--- PROVIDED RECORDS Enclosed Below ---

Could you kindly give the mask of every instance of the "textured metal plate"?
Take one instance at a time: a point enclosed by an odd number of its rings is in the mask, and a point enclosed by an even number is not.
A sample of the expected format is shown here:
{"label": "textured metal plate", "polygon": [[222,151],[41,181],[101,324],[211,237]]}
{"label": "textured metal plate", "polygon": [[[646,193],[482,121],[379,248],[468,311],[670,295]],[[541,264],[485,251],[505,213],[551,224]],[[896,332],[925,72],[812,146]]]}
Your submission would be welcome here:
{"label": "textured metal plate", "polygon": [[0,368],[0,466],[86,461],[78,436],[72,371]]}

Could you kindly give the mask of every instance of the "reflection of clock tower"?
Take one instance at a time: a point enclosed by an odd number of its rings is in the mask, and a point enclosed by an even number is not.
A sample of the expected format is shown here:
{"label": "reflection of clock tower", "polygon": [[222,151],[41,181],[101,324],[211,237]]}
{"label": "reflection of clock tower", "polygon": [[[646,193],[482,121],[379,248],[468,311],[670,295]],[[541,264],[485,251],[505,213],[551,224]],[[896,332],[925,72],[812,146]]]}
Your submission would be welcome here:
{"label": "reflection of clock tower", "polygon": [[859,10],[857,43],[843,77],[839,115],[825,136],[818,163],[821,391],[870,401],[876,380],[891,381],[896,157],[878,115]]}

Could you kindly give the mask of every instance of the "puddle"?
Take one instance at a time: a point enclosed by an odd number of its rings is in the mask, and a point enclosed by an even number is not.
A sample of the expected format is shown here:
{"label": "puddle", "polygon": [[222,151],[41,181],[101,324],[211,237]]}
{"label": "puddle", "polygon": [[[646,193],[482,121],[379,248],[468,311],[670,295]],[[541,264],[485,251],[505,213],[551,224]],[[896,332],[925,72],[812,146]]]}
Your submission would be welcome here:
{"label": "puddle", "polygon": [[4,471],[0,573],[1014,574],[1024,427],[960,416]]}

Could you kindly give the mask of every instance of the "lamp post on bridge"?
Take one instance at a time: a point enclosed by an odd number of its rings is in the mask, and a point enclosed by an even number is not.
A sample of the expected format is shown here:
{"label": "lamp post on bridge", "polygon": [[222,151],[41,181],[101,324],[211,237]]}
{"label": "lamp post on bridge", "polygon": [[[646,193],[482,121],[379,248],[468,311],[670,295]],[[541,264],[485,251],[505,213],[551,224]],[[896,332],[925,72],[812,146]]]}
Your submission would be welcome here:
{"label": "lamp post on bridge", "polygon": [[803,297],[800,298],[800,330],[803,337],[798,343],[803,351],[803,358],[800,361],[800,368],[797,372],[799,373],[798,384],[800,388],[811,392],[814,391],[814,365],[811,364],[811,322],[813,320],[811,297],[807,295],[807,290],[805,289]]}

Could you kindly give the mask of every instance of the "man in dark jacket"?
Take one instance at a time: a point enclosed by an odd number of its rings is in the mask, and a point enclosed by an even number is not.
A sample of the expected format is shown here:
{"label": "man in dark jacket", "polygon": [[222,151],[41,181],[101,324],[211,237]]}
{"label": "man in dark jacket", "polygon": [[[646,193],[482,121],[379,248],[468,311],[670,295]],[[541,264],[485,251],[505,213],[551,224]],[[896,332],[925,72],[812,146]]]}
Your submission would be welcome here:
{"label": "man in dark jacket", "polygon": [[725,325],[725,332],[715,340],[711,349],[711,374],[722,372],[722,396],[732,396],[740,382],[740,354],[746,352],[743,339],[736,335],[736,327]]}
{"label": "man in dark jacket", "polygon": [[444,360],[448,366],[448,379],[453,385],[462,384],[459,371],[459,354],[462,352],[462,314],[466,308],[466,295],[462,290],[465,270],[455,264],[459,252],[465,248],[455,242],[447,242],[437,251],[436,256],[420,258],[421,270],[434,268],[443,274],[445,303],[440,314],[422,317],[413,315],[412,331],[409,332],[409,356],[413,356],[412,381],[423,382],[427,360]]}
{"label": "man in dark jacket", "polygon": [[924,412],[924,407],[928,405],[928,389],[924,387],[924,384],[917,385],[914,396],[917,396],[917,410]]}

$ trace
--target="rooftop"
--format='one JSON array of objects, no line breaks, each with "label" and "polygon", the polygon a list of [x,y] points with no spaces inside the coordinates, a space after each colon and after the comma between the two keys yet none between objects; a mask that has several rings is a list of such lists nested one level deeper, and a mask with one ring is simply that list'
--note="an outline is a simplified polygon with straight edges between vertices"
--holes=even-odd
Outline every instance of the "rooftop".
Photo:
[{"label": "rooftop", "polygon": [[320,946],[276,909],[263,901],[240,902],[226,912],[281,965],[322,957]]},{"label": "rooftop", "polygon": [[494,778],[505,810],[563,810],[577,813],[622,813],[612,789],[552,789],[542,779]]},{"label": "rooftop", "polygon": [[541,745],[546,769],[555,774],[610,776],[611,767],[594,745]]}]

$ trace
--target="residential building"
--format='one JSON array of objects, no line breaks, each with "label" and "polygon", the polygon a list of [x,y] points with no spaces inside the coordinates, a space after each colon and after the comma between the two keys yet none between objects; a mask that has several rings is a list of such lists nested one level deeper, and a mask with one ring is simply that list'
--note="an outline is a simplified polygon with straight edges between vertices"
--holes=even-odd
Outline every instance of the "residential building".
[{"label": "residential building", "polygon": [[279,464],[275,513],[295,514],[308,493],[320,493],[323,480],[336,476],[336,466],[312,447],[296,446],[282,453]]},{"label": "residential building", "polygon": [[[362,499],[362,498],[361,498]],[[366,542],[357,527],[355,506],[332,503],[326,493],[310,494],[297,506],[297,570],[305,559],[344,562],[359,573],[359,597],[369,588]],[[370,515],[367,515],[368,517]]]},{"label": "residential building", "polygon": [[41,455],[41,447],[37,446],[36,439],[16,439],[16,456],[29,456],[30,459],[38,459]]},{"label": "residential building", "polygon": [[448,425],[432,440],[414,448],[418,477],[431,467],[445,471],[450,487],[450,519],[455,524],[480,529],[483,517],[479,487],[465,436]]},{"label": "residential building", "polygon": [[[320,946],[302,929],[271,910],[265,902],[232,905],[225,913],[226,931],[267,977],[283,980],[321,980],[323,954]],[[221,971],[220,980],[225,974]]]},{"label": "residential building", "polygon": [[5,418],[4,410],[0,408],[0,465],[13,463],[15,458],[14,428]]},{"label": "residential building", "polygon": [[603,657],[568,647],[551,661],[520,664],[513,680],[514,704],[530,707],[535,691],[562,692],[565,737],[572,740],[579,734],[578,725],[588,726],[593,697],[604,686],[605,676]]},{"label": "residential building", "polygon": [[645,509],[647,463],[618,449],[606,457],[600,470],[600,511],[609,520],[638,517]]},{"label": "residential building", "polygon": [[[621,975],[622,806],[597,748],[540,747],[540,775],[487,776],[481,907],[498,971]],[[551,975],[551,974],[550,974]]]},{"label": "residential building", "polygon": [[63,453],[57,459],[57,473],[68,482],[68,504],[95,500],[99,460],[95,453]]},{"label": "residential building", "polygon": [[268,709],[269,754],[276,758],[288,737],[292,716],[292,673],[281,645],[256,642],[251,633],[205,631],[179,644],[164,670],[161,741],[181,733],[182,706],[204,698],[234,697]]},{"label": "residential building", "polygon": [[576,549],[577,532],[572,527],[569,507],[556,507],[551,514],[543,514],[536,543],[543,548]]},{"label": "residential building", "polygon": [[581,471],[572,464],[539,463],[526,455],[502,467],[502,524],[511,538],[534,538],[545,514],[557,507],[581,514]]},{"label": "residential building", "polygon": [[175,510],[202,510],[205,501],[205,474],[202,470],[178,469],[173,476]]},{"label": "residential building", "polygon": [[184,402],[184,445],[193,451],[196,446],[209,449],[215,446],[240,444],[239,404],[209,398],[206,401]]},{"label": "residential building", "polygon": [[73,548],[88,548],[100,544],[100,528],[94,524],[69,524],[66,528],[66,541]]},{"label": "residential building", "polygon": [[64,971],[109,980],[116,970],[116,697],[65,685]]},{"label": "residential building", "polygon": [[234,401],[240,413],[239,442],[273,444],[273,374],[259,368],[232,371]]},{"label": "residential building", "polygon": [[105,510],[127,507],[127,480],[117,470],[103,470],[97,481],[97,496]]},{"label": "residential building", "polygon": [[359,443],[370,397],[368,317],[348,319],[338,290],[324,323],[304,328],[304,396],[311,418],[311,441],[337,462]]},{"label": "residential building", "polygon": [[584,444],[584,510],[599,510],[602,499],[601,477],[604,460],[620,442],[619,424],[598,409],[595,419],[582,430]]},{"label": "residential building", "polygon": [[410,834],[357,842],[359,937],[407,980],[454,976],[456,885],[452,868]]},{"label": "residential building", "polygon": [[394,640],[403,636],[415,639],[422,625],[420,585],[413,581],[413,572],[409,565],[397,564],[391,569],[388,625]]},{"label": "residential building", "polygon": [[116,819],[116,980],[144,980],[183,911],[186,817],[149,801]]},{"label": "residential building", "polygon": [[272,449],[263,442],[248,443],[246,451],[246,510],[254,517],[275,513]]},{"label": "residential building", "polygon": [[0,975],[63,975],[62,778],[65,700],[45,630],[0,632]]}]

--- End of Enclosed PROVIDED RECORDS ---

## WORK REQUEST
Every line of the entries above that includes "Could" should be copied.

## OUTPUT FOR THIS TASK
Could you kindly give the mask of every instance of the "textured metal plate"?
Could you kindly give the mask of every instance of the "reflection of clock tower"?
Could you kindly give the mask of every instance of the "puddle"?
Could you kindly give the mask of every instance of the "lamp post on bridge"?
Could you kindly give the mask of every instance of the "man in dark jacket"?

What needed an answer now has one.